***** Dataset excerpts *****
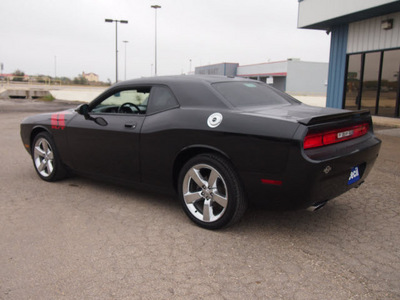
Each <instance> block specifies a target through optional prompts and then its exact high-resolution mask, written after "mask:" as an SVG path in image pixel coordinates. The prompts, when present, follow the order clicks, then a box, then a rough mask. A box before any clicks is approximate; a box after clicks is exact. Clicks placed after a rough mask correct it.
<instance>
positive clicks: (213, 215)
mask: <svg viewBox="0 0 400 300" xmlns="http://www.w3.org/2000/svg"><path fill="white" fill-rule="evenodd" d="M178 180H179V181H178V192H179V198H180V200H181V203H182V206H183V210H184V211H185V213H186V214H187V216H188V217H189V218H190V219H191V220H192V221H193V222H194V223H196V224H197V225H198V226H200V227H203V228H206V229H219V228H223V227H227V226H230V225H232V224H234V223H235V222H237V221H239V219H240V218H241V217H242V216H243V214H244V212H245V211H246V208H247V201H246V198H245V196H244V191H243V187H242V184H241V183H240V180H239V177H238V176H237V174H236V171H235V170H234V168H233V166H232V164H231V163H230V162H229V161H228V160H227V159H225V158H224V157H222V156H220V155H217V154H211V153H209V154H201V155H198V156H195V157H193V158H192V159H190V160H189V161H188V162H187V163H186V164H185V165H184V166H183V167H182V169H181V171H180V174H179V179H178Z"/></svg>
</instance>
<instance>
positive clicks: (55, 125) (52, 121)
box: [51, 114, 58, 129]
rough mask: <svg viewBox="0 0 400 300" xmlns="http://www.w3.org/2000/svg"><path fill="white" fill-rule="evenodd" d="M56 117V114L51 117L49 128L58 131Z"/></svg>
mask: <svg viewBox="0 0 400 300" xmlns="http://www.w3.org/2000/svg"><path fill="white" fill-rule="evenodd" d="M57 115H58V114H52V115H51V128H52V129H58V122H57V119H58V118H57Z"/></svg>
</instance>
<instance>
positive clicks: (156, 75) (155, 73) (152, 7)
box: [151, 5, 161, 76]
mask: <svg viewBox="0 0 400 300" xmlns="http://www.w3.org/2000/svg"><path fill="white" fill-rule="evenodd" d="M151 8H154V9H155V46H154V47H155V48H154V75H155V76H157V9H158V8H161V6H160V5H152V6H151Z"/></svg>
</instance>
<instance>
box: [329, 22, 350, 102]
mask: <svg viewBox="0 0 400 300" xmlns="http://www.w3.org/2000/svg"><path fill="white" fill-rule="evenodd" d="M348 31H349V25H348V24H344V25H339V26H334V27H332V30H331V52H330V57H329V71H328V91H327V99H326V106H327V107H334V108H342V106H343V91H344V83H345V73H346V51H347V37H348Z"/></svg>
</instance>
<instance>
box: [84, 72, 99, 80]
*****
- Task objective
The result should be an exact copy of every entry above, with no pictures included.

- Response area
Each <instance> block specifies a target through optional prompts and then its exact high-resolution mask, written after "mask:" as an SVG path in image pixel coordinates. The prompts, when present, follow the order clicks, then a box, then a rough mask. A box before any clicks is approximate; a box after clicks is exact. Clicks placed after a rough mask correct it.
<instance>
positive clicks: (213, 215)
mask: <svg viewBox="0 0 400 300" xmlns="http://www.w3.org/2000/svg"><path fill="white" fill-rule="evenodd" d="M178 180H179V181H178V192H179V198H180V200H181V203H182V206H183V210H184V211H185V213H186V214H187V216H188V217H189V218H190V219H191V220H192V221H193V222H194V223H196V224H197V225H198V226H200V227H203V228H206V229H219V228H223V227H227V226H230V225H232V224H234V223H235V222H237V221H239V219H240V218H241V217H242V216H243V214H244V212H245V211H246V208H247V201H246V198H245V196H244V191H243V187H242V184H241V183H240V180H239V177H238V176H237V174H236V171H235V170H234V168H233V166H232V164H231V163H230V162H229V161H228V160H227V159H225V158H224V157H222V156H220V155H217V154H211V153H209V154H201V155H198V156H195V157H193V158H192V159H190V160H189V161H188V162H187V163H186V164H185V165H184V166H183V167H182V169H181V171H180V174H179V179H178Z"/></svg>
</instance>
<instance>
positive clicks: (55, 125) (52, 121)
box: [51, 114, 58, 129]
rough mask: <svg viewBox="0 0 400 300" xmlns="http://www.w3.org/2000/svg"><path fill="white" fill-rule="evenodd" d="M56 117V114L51 117L49 128L58 131Z"/></svg>
mask: <svg viewBox="0 0 400 300" xmlns="http://www.w3.org/2000/svg"><path fill="white" fill-rule="evenodd" d="M57 115H58V114H52V115H51V128H52V129H58V122H57V119H58V118H57Z"/></svg>
</instance>
<instance>
positive clicks: (156, 75) (155, 73) (152, 7)
box: [151, 5, 161, 76]
mask: <svg viewBox="0 0 400 300" xmlns="http://www.w3.org/2000/svg"><path fill="white" fill-rule="evenodd" d="M151 8H154V9H155V46H154V47H155V48H154V75H155V76H157V9H158V8H161V6H160V5H152V6H151Z"/></svg>
</instance>
<instance>
box: [329, 22, 350, 102]
mask: <svg viewBox="0 0 400 300" xmlns="http://www.w3.org/2000/svg"><path fill="white" fill-rule="evenodd" d="M348 31H349V25H348V24H344V25H339V26H334V27H332V30H331V52H330V57H329V71H328V91H327V99H326V106H327V107H334V108H342V106H343V91H344V83H345V73H346V51H347V37H348Z"/></svg>
</instance>
<instance>
box: [84, 72, 99, 80]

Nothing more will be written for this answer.